§ Problem to solve: Check every line of the data below for "bark". Copy each one that has it.

....

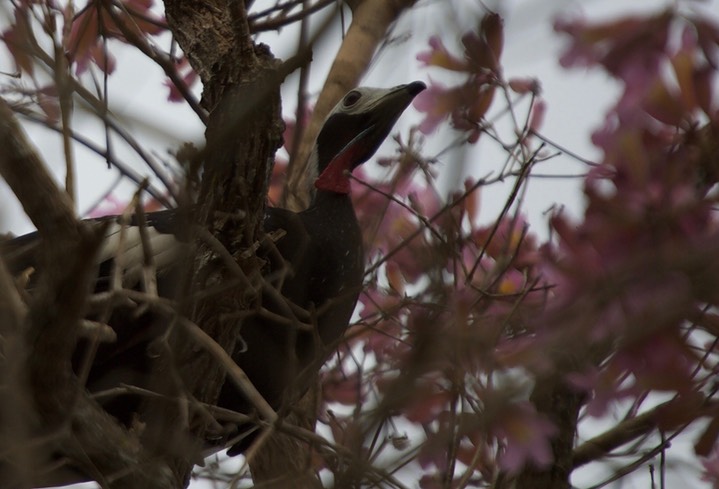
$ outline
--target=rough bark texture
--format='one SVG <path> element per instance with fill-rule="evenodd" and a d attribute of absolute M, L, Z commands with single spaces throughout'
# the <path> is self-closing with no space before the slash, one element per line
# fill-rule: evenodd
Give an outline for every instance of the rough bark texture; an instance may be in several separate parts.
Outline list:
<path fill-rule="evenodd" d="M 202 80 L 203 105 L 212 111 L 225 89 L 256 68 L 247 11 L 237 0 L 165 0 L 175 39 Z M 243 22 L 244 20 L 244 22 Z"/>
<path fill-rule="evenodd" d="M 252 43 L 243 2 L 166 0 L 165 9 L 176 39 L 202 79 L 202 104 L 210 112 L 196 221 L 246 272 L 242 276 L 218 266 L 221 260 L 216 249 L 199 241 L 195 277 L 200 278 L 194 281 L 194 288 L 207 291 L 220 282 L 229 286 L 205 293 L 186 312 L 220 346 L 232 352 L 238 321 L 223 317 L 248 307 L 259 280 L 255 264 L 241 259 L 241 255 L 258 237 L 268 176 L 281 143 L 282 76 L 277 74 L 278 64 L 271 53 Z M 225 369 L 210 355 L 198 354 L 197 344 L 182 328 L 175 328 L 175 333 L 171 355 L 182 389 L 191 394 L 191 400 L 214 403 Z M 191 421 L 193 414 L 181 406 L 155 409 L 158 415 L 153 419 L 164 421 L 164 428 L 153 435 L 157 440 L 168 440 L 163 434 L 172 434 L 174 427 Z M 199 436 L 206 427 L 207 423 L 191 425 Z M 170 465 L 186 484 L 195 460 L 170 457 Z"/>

....

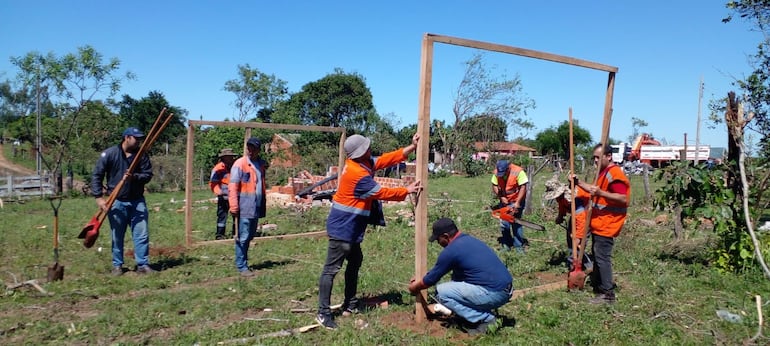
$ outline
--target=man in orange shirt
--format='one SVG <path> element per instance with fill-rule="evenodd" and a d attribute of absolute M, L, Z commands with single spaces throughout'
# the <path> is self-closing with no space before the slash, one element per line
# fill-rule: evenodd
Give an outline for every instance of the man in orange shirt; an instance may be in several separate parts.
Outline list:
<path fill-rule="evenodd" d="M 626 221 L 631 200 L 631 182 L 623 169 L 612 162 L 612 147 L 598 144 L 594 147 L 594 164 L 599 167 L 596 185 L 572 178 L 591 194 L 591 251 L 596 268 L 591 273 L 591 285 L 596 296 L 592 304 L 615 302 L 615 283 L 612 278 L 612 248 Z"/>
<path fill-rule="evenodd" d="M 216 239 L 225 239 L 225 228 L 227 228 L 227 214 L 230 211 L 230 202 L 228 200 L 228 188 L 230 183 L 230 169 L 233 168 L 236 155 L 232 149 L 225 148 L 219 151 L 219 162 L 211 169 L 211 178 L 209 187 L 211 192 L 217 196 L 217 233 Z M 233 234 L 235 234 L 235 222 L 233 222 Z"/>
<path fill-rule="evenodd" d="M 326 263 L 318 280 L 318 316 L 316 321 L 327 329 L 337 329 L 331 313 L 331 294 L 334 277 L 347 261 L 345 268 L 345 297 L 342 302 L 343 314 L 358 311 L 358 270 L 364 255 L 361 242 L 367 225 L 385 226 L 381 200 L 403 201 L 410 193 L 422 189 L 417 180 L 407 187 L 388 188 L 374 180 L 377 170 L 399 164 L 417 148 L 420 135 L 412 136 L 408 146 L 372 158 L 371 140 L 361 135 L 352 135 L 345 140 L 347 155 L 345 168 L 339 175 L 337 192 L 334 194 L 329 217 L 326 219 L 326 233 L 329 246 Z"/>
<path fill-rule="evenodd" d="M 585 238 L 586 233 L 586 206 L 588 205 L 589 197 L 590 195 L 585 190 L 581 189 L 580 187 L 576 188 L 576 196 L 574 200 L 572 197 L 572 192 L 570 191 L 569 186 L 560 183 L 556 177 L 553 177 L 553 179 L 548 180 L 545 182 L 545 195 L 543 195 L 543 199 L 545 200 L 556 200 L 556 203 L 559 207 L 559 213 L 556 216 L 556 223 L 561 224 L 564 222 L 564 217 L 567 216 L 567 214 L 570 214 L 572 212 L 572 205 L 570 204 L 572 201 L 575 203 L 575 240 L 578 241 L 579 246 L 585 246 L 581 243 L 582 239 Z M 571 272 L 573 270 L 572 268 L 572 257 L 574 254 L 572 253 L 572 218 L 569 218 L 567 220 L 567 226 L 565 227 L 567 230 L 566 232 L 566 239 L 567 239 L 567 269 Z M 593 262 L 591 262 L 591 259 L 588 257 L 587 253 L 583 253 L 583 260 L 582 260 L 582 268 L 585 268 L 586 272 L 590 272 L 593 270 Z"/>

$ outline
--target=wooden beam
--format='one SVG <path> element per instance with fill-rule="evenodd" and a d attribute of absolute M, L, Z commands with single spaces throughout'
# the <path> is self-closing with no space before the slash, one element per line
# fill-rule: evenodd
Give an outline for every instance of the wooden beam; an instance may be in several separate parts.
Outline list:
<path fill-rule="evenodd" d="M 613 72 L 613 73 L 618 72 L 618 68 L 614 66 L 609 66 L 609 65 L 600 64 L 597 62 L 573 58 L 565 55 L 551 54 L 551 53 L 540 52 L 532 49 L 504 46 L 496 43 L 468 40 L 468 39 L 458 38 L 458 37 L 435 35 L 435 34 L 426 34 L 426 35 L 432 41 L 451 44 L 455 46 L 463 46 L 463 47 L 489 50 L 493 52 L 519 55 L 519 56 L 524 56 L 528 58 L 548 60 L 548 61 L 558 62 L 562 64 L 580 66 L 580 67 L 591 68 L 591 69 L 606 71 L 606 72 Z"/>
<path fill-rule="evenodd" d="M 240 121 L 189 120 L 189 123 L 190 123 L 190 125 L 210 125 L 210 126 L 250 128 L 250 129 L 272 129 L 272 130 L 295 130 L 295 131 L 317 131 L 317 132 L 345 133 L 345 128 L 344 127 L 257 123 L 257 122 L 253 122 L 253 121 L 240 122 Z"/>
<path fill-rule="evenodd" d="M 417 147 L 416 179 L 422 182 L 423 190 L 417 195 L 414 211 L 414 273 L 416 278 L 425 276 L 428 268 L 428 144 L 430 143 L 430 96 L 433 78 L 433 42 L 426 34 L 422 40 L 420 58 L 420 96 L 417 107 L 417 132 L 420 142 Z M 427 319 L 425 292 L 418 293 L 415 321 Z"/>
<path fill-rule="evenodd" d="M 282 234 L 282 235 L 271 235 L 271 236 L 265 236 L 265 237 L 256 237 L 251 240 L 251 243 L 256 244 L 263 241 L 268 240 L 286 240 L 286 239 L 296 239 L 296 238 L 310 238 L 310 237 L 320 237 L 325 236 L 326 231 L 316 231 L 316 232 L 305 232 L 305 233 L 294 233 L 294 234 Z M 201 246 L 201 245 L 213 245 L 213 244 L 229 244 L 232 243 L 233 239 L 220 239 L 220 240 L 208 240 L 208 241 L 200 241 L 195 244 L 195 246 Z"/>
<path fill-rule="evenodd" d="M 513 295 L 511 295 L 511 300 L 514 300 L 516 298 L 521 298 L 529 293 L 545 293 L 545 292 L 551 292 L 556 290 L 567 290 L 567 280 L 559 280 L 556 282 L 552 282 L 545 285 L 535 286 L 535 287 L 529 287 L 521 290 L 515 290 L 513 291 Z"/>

....

§ The completed task:
--target=rough bark texture
Give an outline for every instance of the rough bark texture; an instance may be in several separate parts.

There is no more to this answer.